** Start **

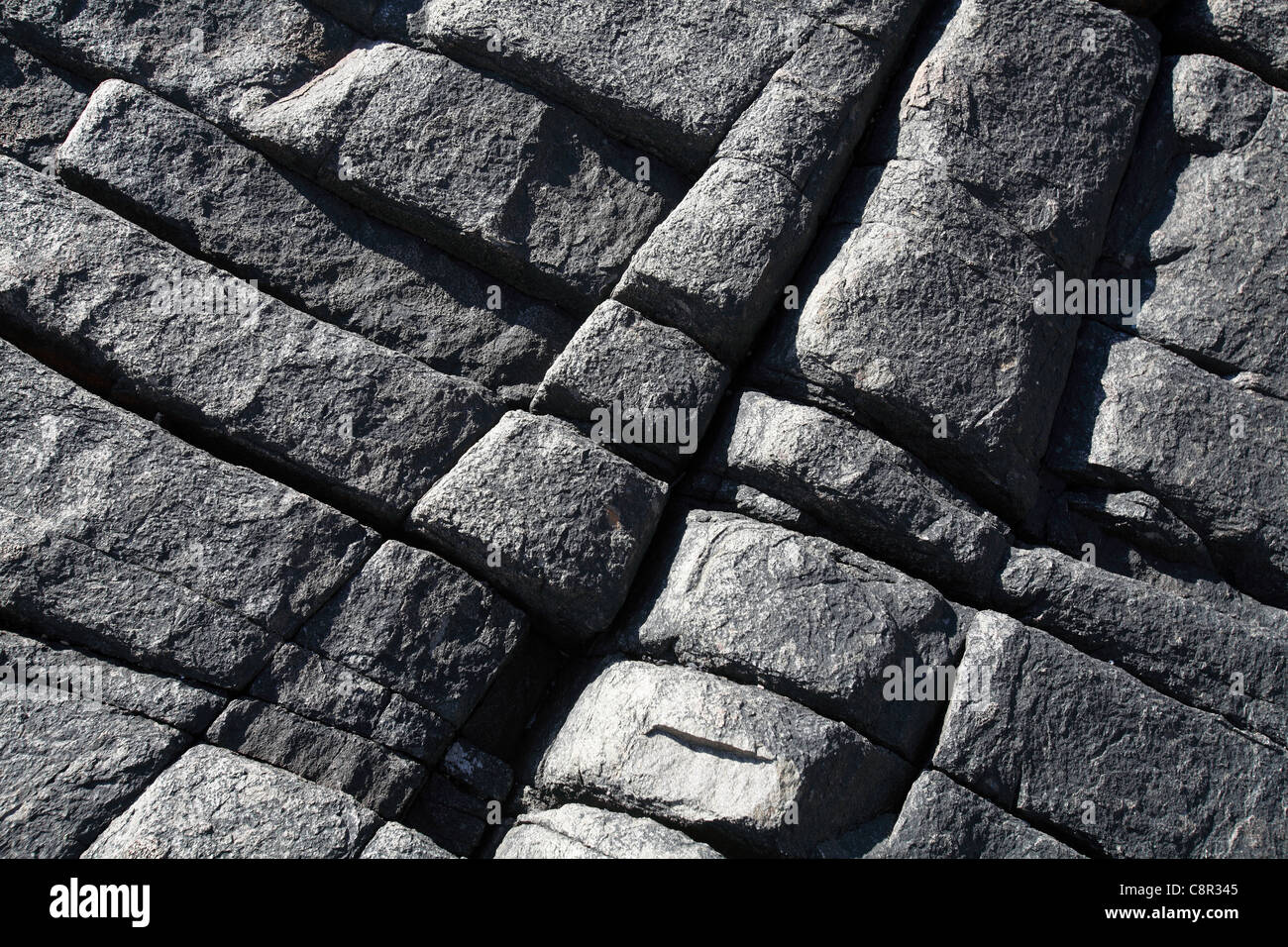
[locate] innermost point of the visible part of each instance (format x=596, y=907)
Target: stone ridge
x=599, y=429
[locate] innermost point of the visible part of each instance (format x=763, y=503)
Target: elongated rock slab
x=802, y=616
x=733, y=761
x=217, y=804
x=370, y=427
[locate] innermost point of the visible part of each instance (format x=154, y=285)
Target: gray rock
x=657, y=73
x=1180, y=646
x=330, y=693
x=368, y=425
x=399, y=841
x=377, y=779
x=541, y=198
x=943, y=819
x=734, y=762
x=217, y=804
x=549, y=517
x=68, y=768
x=1138, y=416
x=621, y=365
x=482, y=774
x=716, y=264
x=921, y=321
x=39, y=105
x=581, y=831
x=1201, y=224
x=127, y=491
x=861, y=488
x=1064, y=740
x=802, y=616
x=420, y=626
x=1008, y=103
x=224, y=202
x=64, y=586
x=171, y=701
x=219, y=58
x=1249, y=34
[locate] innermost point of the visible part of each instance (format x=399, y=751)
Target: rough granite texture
x=442, y=429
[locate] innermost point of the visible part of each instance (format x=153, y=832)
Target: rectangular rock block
x=217, y=804
x=729, y=761
x=110, y=497
x=541, y=198
x=215, y=198
x=798, y=615
x=861, y=488
x=548, y=515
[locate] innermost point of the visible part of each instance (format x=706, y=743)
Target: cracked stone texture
x=1248, y=34
x=549, y=517
x=726, y=759
x=399, y=841
x=799, y=615
x=220, y=58
x=372, y=427
x=548, y=200
x=1055, y=731
x=39, y=105
x=1137, y=415
x=217, y=804
x=230, y=553
x=1203, y=223
x=943, y=819
x=343, y=604
x=420, y=626
x=859, y=488
x=224, y=202
x=583, y=831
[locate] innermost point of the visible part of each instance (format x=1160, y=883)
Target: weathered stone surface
x=368, y=425
x=168, y=518
x=224, y=202
x=943, y=819
x=1180, y=646
x=399, y=841
x=380, y=780
x=862, y=488
x=733, y=761
x=421, y=628
x=330, y=693
x=1249, y=34
x=67, y=587
x=1202, y=222
x=921, y=321
x=1057, y=731
x=1033, y=108
x=717, y=262
x=220, y=58
x=799, y=615
x=583, y=831
x=660, y=73
x=68, y=768
x=1136, y=415
x=172, y=701
x=541, y=198
x=39, y=105
x=217, y=804
x=662, y=385
x=549, y=517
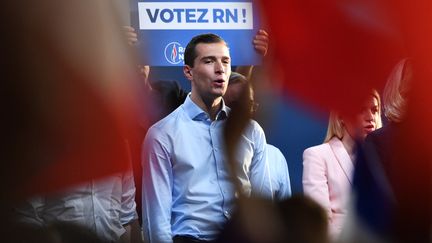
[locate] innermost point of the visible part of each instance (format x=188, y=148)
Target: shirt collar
x=196, y=113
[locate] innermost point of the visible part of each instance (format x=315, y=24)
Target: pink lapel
x=342, y=157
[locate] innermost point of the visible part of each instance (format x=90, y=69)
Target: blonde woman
x=328, y=168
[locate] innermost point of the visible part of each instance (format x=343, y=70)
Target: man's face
x=211, y=71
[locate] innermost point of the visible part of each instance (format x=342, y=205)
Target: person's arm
x=128, y=214
x=157, y=189
x=315, y=182
x=283, y=177
x=133, y=233
x=259, y=170
x=260, y=43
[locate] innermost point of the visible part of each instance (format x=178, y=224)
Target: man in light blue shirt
x=187, y=189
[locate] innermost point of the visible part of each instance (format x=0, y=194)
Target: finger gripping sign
x=189, y=16
x=165, y=27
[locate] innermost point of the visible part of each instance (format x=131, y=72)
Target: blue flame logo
x=172, y=53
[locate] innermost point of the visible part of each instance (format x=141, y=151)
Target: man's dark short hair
x=190, y=52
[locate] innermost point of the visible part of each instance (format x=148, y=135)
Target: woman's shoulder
x=324, y=147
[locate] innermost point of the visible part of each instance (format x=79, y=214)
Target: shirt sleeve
x=259, y=171
x=283, y=178
x=128, y=204
x=157, y=189
x=315, y=182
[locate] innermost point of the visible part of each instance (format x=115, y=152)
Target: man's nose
x=369, y=116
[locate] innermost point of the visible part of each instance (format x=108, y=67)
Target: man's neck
x=211, y=106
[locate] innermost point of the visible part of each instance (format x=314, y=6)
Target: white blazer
x=327, y=178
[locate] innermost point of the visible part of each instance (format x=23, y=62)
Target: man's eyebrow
x=208, y=57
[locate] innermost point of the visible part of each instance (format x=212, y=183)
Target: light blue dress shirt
x=279, y=173
x=186, y=184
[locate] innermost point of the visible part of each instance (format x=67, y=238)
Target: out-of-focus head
x=236, y=86
x=396, y=91
x=367, y=120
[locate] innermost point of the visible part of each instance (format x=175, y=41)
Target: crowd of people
x=200, y=168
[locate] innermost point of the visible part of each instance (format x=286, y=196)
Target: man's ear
x=187, y=72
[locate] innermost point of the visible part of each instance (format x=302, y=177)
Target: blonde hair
x=394, y=102
x=336, y=126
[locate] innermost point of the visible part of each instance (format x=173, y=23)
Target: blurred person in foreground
x=279, y=172
x=70, y=106
x=328, y=168
x=384, y=207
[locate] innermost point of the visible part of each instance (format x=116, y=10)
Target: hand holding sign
x=260, y=42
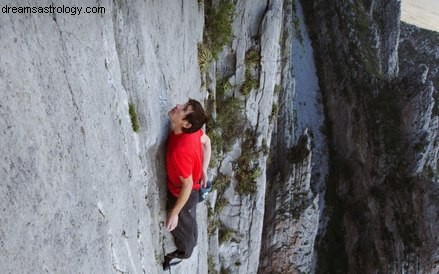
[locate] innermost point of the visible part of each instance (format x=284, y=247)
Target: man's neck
x=176, y=130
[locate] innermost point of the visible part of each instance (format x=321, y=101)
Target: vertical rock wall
x=377, y=182
x=81, y=192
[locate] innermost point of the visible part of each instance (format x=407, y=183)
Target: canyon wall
x=382, y=184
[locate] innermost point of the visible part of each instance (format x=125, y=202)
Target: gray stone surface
x=81, y=192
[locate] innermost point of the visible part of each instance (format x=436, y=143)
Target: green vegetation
x=205, y=57
x=225, y=128
x=299, y=152
x=134, y=119
x=218, y=25
x=246, y=166
x=225, y=234
x=252, y=66
x=210, y=265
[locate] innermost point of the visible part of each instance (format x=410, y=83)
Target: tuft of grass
x=134, y=119
x=227, y=126
x=218, y=25
x=252, y=66
x=205, y=57
x=246, y=166
x=225, y=234
x=299, y=152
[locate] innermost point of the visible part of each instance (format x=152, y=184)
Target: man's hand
x=207, y=151
x=172, y=221
x=203, y=181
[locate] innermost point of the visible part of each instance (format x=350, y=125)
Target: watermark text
x=72, y=10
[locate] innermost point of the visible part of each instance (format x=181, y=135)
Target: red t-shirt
x=184, y=158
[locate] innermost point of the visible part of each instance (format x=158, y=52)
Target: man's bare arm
x=207, y=152
x=179, y=204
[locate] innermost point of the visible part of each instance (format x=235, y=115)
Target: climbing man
x=187, y=158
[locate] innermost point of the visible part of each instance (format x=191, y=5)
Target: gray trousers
x=186, y=232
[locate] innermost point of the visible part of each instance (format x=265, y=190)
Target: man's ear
x=186, y=124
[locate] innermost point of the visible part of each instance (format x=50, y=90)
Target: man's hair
x=196, y=118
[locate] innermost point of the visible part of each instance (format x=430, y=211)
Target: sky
x=422, y=13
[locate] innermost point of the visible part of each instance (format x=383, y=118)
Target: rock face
x=383, y=141
x=81, y=192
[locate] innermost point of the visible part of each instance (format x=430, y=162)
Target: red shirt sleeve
x=183, y=164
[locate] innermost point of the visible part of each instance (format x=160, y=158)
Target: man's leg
x=186, y=232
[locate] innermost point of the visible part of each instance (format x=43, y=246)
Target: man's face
x=178, y=113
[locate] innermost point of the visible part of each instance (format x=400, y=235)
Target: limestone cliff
x=83, y=119
x=382, y=185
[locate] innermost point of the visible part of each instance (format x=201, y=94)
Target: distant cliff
x=382, y=197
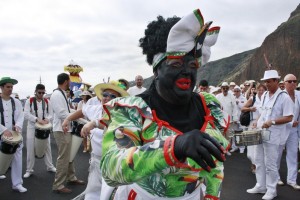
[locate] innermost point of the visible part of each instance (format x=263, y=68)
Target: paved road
x=238, y=178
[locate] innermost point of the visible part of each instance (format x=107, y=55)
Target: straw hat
x=113, y=85
x=86, y=93
x=4, y=80
x=269, y=74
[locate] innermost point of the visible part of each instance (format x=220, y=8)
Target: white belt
x=144, y=195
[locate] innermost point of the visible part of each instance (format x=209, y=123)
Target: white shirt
x=29, y=112
x=240, y=102
x=257, y=105
x=133, y=91
x=7, y=113
x=296, y=109
x=60, y=109
x=93, y=101
x=94, y=112
x=229, y=106
x=272, y=111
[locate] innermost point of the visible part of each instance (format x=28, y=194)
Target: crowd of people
x=165, y=142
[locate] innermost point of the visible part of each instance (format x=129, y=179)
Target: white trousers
x=291, y=156
x=251, y=149
x=266, y=156
x=16, y=167
x=30, y=151
x=93, y=188
x=125, y=191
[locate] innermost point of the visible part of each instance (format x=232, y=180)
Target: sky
x=39, y=37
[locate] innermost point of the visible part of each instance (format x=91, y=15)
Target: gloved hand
x=198, y=146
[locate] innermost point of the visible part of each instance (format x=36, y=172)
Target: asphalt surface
x=238, y=179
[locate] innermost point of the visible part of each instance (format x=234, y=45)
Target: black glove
x=198, y=146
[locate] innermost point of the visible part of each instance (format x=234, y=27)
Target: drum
x=76, y=137
x=248, y=138
x=42, y=132
x=7, y=148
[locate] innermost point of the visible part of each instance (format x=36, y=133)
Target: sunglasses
x=291, y=81
x=107, y=94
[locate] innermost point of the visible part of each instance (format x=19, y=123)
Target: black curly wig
x=156, y=35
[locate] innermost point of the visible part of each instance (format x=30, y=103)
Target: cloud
x=38, y=38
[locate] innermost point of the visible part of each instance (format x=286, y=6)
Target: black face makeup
x=176, y=79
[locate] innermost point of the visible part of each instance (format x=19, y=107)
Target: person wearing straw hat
x=138, y=88
x=281, y=85
x=85, y=95
x=152, y=147
x=229, y=106
x=277, y=111
x=37, y=110
x=65, y=170
x=124, y=82
x=12, y=118
x=290, y=141
x=93, y=112
x=231, y=86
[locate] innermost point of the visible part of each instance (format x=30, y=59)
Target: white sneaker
x=2, y=177
x=268, y=196
x=53, y=169
x=20, y=188
x=294, y=185
x=256, y=190
x=27, y=174
x=280, y=183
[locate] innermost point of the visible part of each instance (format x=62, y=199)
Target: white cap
x=87, y=93
x=269, y=74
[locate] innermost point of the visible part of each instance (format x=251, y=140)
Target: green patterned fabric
x=133, y=151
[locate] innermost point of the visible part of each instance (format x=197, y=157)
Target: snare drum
x=248, y=138
x=42, y=132
x=7, y=149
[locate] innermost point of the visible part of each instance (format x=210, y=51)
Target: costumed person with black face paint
x=174, y=132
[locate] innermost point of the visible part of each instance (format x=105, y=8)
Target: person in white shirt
x=255, y=110
x=240, y=101
x=138, y=88
x=290, y=141
x=231, y=86
x=65, y=170
x=277, y=111
x=229, y=107
x=12, y=118
x=93, y=111
x=37, y=110
x=85, y=95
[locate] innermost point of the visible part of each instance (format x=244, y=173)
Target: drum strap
x=64, y=97
x=35, y=107
x=13, y=111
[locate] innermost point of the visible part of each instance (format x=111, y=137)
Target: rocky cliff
x=282, y=48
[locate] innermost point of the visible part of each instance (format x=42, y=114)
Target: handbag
x=245, y=117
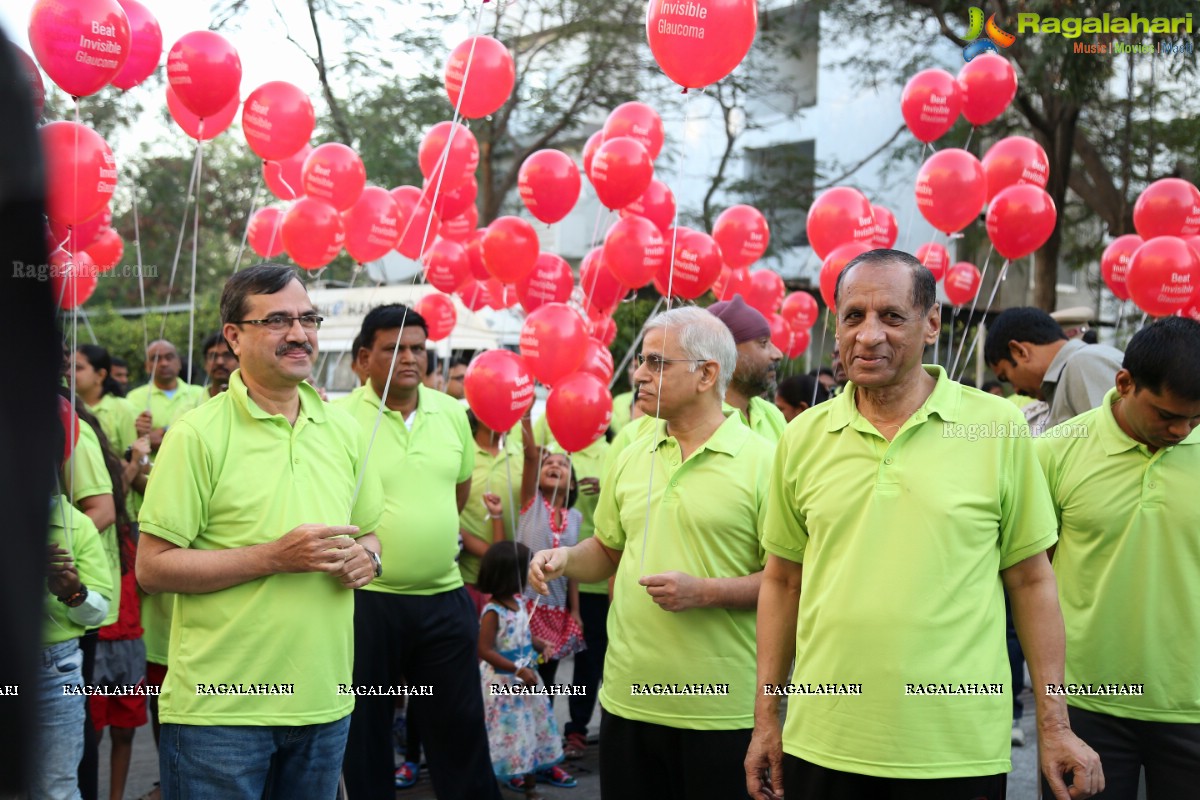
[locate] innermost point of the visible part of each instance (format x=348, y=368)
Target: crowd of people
x=312, y=597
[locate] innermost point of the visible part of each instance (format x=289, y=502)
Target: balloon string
x=975, y=300
x=995, y=288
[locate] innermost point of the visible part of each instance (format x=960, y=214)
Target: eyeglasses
x=281, y=323
x=655, y=362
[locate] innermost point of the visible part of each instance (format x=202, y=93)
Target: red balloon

** End **

Retype the items word for word, from their start through the line containing "x=442, y=429", including both ends and leaving out the pictures.

▸ **Finished exercise**:
[locate] innermost point of the visible part of each instance (format x=596, y=907)
Target: stone ridge
x=599, y=429
[locate] innermost point of the visible part of each instance (format x=763, y=503)
Target: elongated rock slab
x=802, y=616
x=733, y=761
x=217, y=804
x=370, y=427
[locate] innermost point of the visible part of each instance (format x=154, y=285)
Target: gray rock
x=657, y=73
x=1180, y=646
x=330, y=693
x=368, y=425
x=399, y=841
x=377, y=779
x=541, y=198
x=943, y=819
x=734, y=762
x=217, y=804
x=549, y=517
x=68, y=768
x=1138, y=416
x=621, y=365
x=482, y=774
x=716, y=264
x=921, y=321
x=39, y=105
x=581, y=831
x=1201, y=224
x=127, y=491
x=861, y=488
x=1064, y=740
x=802, y=616
x=420, y=626
x=1008, y=103
x=224, y=202
x=64, y=586
x=171, y=701
x=219, y=58
x=1249, y=34
[locate] innermost point of the visible part of each instance (format x=399, y=751)
Target: rough granite texture
x=442, y=429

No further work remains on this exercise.